• **Exercise goal**: Transcribe every line of the entries below verbatim, but leave out the pictures.

* Start Excerpted data *

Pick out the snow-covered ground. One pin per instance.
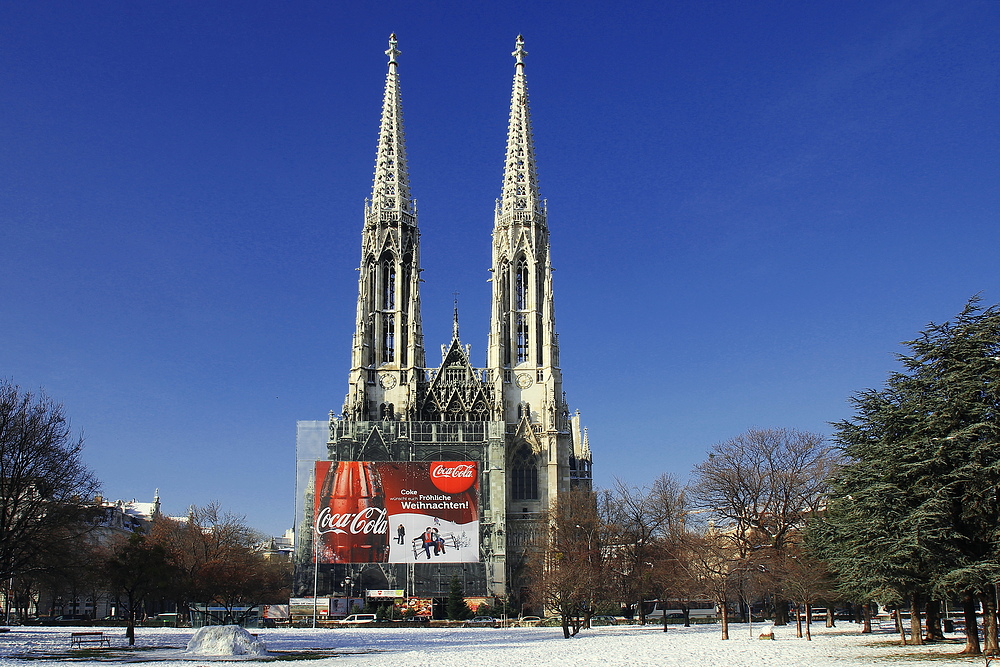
(488, 647)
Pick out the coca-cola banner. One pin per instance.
(397, 512)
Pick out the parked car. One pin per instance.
(354, 619)
(481, 622)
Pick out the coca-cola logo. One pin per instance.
(453, 476)
(369, 521)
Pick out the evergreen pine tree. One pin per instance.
(916, 511)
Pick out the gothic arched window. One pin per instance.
(522, 338)
(389, 339)
(524, 475)
(521, 286)
(389, 285)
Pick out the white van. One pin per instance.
(358, 618)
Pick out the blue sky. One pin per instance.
(750, 206)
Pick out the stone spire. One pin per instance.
(520, 184)
(387, 353)
(391, 191)
(523, 350)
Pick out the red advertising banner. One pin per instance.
(397, 512)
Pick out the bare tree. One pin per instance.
(569, 568)
(44, 484)
(760, 488)
(220, 560)
(640, 519)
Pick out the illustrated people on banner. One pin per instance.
(428, 541)
(438, 542)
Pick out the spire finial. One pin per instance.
(392, 51)
(519, 53)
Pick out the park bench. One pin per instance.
(78, 639)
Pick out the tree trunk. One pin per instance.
(899, 625)
(916, 628)
(780, 612)
(989, 622)
(971, 626)
(933, 622)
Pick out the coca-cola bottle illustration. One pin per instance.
(351, 521)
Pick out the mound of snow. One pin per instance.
(225, 640)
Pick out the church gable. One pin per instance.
(374, 448)
(457, 392)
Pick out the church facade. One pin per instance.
(510, 416)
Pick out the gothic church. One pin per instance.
(511, 416)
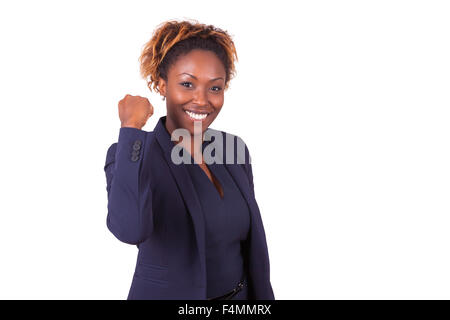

* End Excerpted data *

• **The solution**:
Pick out the snow-covered ground. One pin per instance.
(488, 647)
Pick out the coca-cola banner. One pin per instance.
(397, 512)
Pick out the parked car. One pin per instance.
(354, 619)
(481, 622)
Pick out the coca-cola logo. One pin per instance.
(453, 476)
(369, 521)
Pick out the evergreen pine tree. One pin per instance.
(916, 511)
Pick out the gothic arched window. One pin per instance.
(522, 338)
(389, 339)
(524, 475)
(521, 286)
(389, 285)
Pick out the white van. One pin per instance.
(358, 618)
Pick out the blue sky. One pin per instance.
(750, 206)
Pick out the stone spire. One pin per instance.
(520, 184)
(387, 353)
(391, 191)
(523, 350)
Pick out the red advertising banner. One pin per instance.
(397, 512)
Pick out the bare tree. One pin per instance.
(569, 568)
(44, 484)
(760, 488)
(220, 560)
(640, 519)
Pick out the illustrated people on banner. One pin per instance.
(428, 541)
(438, 542)
Pick out the spire finial. One pin per instance.
(392, 51)
(519, 53)
Pick out the park bench. One pin per instance.
(78, 639)
Pick out the tree trunk. One pin per instance.
(899, 625)
(916, 628)
(780, 612)
(989, 622)
(971, 626)
(933, 622)
Pick out the coca-cola bottle illustration. One pin per instance.
(351, 521)
Pick out the mound of snow. One pin per instance.
(225, 640)
Pick out the church gable. One pin per instance.
(374, 448)
(457, 392)
Pick out the church facade. One pin per instance.
(510, 416)
Pick out the gothic church. One pin per instance.
(511, 416)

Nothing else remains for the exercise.